#### [Your instructions]
Only lines containing the string "towel" belong in the answer; copy all of them from the entries.

#### [Data to examine]

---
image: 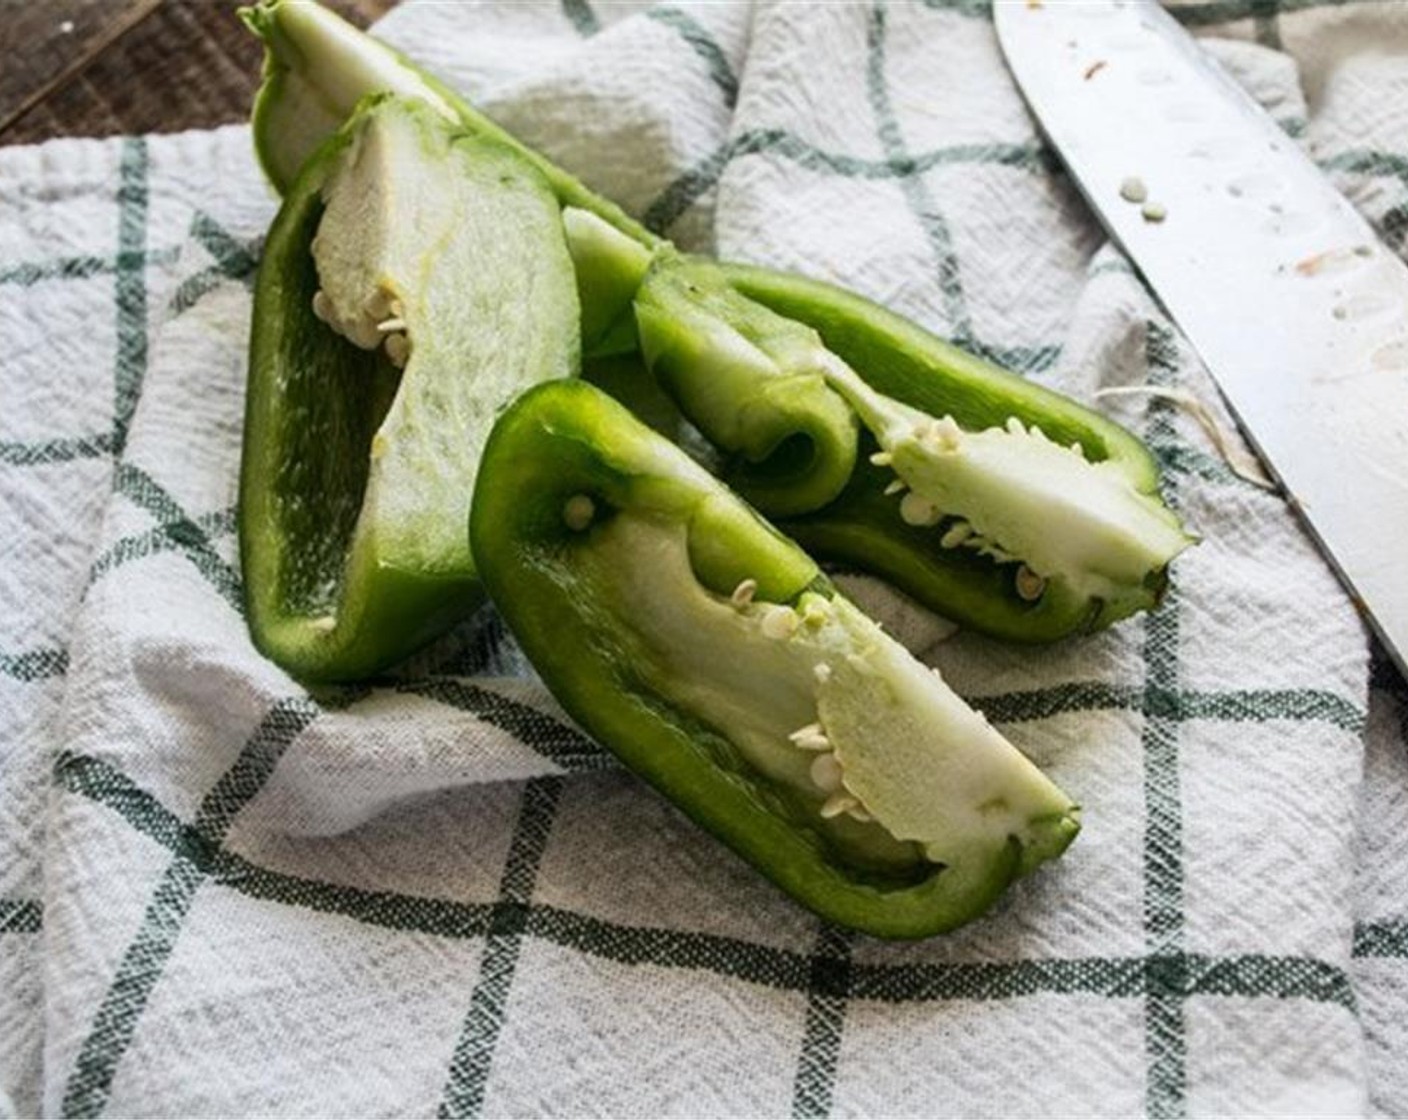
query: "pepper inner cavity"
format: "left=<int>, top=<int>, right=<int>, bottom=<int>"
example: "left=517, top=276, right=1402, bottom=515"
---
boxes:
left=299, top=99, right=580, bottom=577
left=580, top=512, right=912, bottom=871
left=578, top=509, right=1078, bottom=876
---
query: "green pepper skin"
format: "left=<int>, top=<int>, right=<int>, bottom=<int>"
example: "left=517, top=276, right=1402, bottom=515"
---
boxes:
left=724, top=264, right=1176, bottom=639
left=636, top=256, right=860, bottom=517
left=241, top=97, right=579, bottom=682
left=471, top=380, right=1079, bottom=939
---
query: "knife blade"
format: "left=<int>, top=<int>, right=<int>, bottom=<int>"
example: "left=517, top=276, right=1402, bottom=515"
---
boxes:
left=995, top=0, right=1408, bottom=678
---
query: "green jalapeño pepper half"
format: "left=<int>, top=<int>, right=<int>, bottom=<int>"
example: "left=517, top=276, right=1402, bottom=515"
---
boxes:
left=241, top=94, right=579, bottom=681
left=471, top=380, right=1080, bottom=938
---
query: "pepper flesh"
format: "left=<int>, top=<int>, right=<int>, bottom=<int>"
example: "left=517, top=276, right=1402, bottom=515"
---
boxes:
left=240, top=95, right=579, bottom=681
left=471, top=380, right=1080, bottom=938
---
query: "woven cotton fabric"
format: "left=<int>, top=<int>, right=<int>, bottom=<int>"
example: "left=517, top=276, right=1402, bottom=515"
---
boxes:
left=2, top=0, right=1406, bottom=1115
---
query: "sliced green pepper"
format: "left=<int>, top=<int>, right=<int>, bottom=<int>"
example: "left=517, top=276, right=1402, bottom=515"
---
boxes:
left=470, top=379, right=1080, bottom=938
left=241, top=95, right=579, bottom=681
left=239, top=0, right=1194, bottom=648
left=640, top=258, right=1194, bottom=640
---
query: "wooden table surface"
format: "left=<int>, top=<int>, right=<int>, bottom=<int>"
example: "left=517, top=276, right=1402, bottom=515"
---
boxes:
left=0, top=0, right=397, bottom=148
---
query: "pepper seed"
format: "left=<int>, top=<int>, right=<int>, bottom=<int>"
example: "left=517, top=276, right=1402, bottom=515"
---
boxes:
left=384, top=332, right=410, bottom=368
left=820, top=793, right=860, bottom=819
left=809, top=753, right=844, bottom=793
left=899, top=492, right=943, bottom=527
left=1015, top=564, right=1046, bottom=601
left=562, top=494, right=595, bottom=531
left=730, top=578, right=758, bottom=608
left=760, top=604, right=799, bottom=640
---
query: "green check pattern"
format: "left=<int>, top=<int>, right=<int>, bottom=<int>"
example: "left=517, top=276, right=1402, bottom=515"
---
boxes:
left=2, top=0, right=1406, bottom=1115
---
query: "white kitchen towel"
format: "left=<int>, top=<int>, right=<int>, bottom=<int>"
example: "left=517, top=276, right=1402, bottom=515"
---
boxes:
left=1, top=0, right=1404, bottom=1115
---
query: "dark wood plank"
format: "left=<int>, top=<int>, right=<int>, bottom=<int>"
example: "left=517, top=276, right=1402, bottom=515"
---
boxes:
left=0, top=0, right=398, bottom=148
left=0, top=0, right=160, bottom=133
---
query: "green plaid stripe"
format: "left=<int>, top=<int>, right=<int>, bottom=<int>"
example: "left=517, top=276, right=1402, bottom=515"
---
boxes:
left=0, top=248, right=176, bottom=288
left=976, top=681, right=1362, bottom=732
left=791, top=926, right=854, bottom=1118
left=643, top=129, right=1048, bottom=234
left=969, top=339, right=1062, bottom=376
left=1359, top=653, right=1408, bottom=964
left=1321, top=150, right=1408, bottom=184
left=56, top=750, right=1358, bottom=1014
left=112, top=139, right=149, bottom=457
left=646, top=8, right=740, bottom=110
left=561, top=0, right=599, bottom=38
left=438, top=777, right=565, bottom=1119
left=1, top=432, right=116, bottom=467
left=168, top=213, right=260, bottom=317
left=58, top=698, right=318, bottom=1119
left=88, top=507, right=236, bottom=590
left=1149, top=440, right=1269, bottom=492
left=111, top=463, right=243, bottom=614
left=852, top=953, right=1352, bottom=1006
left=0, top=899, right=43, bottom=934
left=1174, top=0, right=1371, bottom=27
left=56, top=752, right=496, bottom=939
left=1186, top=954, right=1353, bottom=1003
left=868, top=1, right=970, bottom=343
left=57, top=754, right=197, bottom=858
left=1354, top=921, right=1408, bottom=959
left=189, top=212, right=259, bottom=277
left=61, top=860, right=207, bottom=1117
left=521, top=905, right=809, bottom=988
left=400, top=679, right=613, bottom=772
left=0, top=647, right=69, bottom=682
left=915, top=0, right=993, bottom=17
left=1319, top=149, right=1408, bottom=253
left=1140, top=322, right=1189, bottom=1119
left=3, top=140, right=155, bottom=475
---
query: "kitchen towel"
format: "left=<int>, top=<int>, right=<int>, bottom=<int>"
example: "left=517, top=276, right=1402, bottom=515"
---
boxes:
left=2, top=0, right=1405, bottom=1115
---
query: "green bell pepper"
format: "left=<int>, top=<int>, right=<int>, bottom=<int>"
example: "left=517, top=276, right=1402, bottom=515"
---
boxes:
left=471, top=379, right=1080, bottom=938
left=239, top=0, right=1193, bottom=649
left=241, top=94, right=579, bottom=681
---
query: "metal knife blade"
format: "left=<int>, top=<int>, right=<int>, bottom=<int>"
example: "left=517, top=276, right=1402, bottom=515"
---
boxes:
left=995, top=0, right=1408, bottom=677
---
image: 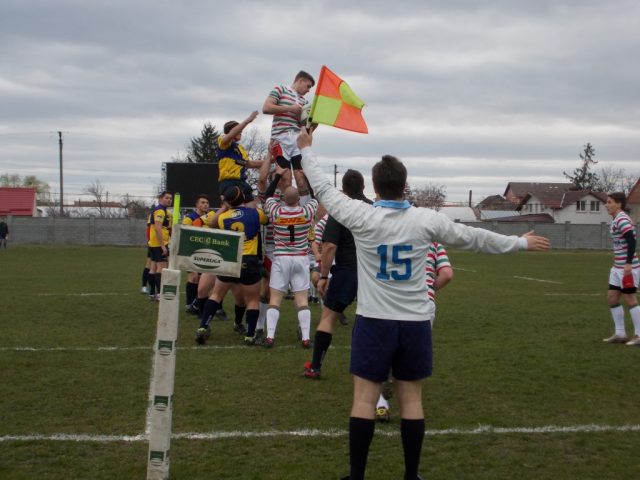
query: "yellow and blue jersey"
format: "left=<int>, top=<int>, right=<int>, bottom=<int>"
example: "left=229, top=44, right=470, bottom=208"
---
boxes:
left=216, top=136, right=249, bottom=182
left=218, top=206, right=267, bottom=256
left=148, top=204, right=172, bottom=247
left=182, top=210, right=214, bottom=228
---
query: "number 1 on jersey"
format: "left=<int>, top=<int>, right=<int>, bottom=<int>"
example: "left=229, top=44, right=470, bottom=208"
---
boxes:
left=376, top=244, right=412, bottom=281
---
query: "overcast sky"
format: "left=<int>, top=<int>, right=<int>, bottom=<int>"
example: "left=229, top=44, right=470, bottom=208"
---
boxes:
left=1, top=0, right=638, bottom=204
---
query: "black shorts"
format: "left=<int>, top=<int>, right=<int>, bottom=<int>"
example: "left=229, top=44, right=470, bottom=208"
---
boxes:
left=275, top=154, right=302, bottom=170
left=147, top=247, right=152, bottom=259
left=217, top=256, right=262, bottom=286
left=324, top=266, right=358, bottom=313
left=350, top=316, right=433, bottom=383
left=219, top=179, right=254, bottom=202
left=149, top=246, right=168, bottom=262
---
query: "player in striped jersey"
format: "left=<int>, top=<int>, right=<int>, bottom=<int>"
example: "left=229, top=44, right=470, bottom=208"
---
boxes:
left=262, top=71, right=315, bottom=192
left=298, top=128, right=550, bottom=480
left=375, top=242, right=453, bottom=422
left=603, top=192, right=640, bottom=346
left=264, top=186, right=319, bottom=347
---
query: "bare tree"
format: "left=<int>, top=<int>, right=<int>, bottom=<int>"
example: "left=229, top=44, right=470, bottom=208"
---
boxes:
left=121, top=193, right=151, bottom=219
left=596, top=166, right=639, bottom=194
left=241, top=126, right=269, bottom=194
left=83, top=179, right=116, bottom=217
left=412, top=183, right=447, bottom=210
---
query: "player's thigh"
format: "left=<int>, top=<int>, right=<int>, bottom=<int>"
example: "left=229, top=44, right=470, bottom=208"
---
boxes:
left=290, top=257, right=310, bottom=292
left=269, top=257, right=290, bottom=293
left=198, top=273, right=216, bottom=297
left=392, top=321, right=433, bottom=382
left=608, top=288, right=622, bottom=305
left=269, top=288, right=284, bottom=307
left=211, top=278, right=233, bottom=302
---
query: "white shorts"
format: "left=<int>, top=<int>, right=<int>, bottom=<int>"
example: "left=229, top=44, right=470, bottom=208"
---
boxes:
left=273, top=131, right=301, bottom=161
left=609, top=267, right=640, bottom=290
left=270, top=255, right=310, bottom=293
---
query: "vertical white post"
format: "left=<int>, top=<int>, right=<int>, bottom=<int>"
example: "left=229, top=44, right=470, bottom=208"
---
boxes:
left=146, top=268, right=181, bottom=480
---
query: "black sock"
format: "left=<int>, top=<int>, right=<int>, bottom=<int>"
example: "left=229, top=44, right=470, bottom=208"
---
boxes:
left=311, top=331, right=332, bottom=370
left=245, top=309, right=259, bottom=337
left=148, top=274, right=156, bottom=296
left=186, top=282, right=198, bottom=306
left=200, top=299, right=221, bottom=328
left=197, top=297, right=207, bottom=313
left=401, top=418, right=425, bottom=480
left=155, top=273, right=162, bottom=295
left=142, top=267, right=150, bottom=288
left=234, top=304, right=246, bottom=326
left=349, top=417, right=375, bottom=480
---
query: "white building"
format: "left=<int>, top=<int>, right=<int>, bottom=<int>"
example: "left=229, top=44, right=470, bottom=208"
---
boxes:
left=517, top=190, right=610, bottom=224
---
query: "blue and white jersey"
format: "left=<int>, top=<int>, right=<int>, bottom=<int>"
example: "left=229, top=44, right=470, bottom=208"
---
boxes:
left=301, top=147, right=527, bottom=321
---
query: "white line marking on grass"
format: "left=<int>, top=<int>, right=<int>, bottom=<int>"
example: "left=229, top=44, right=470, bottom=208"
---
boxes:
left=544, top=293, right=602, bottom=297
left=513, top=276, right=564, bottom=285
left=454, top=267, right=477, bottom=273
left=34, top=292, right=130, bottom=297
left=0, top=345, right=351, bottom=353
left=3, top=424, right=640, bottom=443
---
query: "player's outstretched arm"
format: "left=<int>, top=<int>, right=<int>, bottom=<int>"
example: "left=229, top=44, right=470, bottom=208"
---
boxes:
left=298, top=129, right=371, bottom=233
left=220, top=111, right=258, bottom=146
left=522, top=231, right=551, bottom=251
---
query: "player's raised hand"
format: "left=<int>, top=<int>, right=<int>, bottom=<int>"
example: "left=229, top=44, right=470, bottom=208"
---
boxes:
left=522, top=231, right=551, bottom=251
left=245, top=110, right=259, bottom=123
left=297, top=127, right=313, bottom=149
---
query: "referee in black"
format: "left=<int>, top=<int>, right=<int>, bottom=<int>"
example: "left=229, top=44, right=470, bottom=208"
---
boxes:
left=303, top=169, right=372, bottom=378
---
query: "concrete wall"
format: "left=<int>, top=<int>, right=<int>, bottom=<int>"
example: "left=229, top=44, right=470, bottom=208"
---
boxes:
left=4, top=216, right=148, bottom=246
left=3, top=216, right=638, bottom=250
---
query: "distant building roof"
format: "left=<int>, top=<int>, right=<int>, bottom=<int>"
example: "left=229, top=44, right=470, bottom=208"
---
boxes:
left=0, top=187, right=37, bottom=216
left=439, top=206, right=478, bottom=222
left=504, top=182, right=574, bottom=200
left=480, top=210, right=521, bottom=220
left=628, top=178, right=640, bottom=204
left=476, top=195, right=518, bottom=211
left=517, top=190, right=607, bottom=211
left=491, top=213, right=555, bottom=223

#### [Exercise result]
query: "white kitchen towel"
query: "kitchen towel"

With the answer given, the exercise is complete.